- _RECORDS SUPPLIED_
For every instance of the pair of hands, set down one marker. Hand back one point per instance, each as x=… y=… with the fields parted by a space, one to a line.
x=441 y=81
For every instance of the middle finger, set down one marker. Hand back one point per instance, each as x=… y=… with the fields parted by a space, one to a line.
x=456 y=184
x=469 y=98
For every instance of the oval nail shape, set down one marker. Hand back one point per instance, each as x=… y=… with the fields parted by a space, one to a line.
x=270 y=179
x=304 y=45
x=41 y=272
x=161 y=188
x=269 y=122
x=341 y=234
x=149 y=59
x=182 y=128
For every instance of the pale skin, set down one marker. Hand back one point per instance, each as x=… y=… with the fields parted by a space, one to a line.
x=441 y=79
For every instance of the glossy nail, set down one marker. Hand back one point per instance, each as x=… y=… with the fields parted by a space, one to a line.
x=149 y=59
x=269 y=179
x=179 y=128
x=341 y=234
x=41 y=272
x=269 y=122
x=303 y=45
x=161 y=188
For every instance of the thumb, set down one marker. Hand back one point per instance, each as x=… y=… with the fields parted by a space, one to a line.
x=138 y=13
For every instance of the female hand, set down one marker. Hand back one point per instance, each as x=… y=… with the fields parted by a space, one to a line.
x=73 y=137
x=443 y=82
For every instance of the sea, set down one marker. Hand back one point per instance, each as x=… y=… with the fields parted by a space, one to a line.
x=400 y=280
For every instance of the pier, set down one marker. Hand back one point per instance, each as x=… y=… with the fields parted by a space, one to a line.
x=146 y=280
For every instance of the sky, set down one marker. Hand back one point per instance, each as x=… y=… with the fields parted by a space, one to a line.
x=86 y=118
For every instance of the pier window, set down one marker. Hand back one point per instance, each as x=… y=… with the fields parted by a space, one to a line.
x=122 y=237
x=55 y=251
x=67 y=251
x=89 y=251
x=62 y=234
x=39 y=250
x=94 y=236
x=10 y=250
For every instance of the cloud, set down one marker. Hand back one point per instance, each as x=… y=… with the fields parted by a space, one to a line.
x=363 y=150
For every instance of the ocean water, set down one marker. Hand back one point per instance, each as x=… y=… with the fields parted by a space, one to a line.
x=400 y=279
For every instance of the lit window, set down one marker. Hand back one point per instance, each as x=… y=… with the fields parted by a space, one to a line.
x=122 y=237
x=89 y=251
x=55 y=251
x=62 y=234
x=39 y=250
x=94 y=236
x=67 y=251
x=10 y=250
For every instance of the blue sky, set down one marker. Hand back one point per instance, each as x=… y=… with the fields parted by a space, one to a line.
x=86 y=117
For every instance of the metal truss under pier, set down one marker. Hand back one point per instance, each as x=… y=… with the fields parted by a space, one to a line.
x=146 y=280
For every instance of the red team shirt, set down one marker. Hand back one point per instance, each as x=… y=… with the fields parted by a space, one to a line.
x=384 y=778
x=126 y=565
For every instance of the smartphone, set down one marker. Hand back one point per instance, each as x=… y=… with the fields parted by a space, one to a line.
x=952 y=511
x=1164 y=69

- _WRITTEN PROBLEM_
Reproduce the material above in full, replacing every occurrence of "set down one marker" with "place a single marker" and leaving all other text unchanged.

- _TASK ANSWER_
For every instance of the pair of hands, place a single marker. Hand back one point per instance, each as x=… y=… with the fields parted by a space, one to a line.
x=441 y=81
For every instance of the middle finger, place a single marker. Hand back one point per instance, each as x=… y=… with the fields parted by a space, one to a line.
x=456 y=184
x=469 y=98
For every instance of the oval nail shape, place a single marker. Hand back one point per instance, each as x=… y=… with the fields parted by a space, one to a line.
x=270 y=179
x=304 y=45
x=41 y=272
x=161 y=188
x=269 y=122
x=341 y=234
x=149 y=59
x=182 y=128
For every instance of the pale skin, place a single marker. Hand back one point per instance, each as x=… y=… with the fields parted by a space, one to a line.
x=441 y=79
For every instance of the glossy nail, place a single marker. Hand back one point per instance, each as x=… y=… with the fields parted by a space, one to a line.
x=149 y=59
x=269 y=179
x=179 y=128
x=341 y=234
x=41 y=272
x=269 y=122
x=303 y=45
x=161 y=188
For every instance of the thumb, place a single marker. Hand back one point per instance, each as x=… y=… with the fields parted by a space, one to a line.
x=138 y=13
For every instance of the female hand, place a single marker. Hand back one point per instance, each as x=… y=… with the fields parted by a space, one to a line.
x=73 y=137
x=443 y=82
For every instance of the sea, place a single marker. Hand back one point per instance, each as x=… y=… with the fields parted by a space, one to a line.
x=400 y=280
For every instance of the pier, place a single marker. Hand back one point per instance, each as x=… y=… with the fields parted by a space, one to a line.
x=146 y=280
For every instance of the sky, place a single marker. Hand back one point per instance, each as x=… y=… with the fields parted by a space, one to a line.
x=86 y=118
For every instance of the pier window, place a single marker. Hand back one point per instance, each as x=… y=… with the fields parted by a space, one to a line.
x=122 y=237
x=55 y=251
x=67 y=251
x=89 y=251
x=62 y=234
x=39 y=250
x=94 y=236
x=10 y=250
For every instance of the cloud, place a single marker. Hand back one point per instance, each as x=… y=… with the fields parted by a space, one to a line.
x=363 y=150
For every instance of the ocean water, place a single marker. Hand back one point per instance, each as x=… y=… with the fields parted by a space, one to a line.
x=400 y=279
For every instance of the lit window, place a single marker. Hand back one point per instance, each as x=… y=… with the fields parted by a space, one to a line.
x=122 y=237
x=89 y=251
x=55 y=251
x=62 y=234
x=39 y=250
x=94 y=236
x=67 y=251
x=10 y=250
For every instance of the blue sky, place a single marker. Hand back one point per instance, each as x=… y=… with the fields parted by a space, one to a line.
x=86 y=117
For every instance of the metal truss under pier, place a single marker. Hand back one point per instance, each as x=… y=… with the fields parted by a space, one to a line.
x=146 y=280
For every instance of the red team shirt, place a single marker. Hand back one point per instance, each as x=… y=… with the fields parted by a space, one to a line.
x=384 y=778
x=126 y=565
For every instance of the smartphone, place a single marker. Hand back one point per instance, each as x=… y=… with the fields parted by a space, one to a line.
x=952 y=511
x=1164 y=69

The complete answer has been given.